Candidato come Miglior Film agli EFA, l'opera di Gints Zilbalodis ci ammonisce sul futuro prossimo venturo elevando a valore la forza del gruppo senza però mai negare l’apporto delle singole individualità. Al cinema. VAI ALLO SPECIALE EFA »
Ci sono film di animazione che sfuggono a gran parte delle logiche di mercato riuscendo, nonostante il rischio preso o forse proprio per questo, a raggiungere non solo gli schermi ma anche il cuore e la mente degli spettatori. Perché Flow - Un mondo da salvare - in corsa come Miglior Film e Miglior Film d'Animazione agli EFA 2024 - non è prodotto e/o distribuito da una major ed arriva da un Paese che non è collocabile nella memoria comune come una delle nazioni produttrici del cinema di animazione di punta. Stiamo parlando della Lettonia (anche se qui c’è una coproduzione che vede interagire il Belgio e la Francia). Gints Zilbalodis ha alle spalle un film che lo aveva fatto notare nel tempio europeo del cinema di animazione cioè il Festival di Annecy nel 2029. Purtroppo l’anno successivo il Covid faceva sì che la sua possibile diffusione sul piano internazionale venisse vanificata.

=== DATI FORNITI ===
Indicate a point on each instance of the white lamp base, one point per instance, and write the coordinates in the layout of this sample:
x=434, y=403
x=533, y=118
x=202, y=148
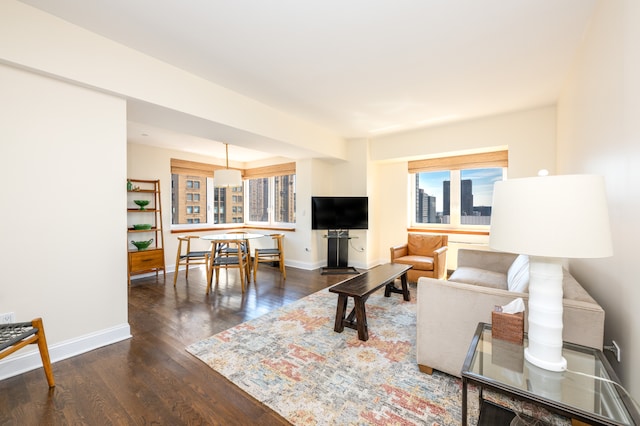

=== CONSEGNA ===
Elenca tutti i Paesi nominati nel testo in esame. Per rispondere basatevi soltanto sul testo in esame.

=== RISPOSTA ===
Lettonia, Belgio, Francia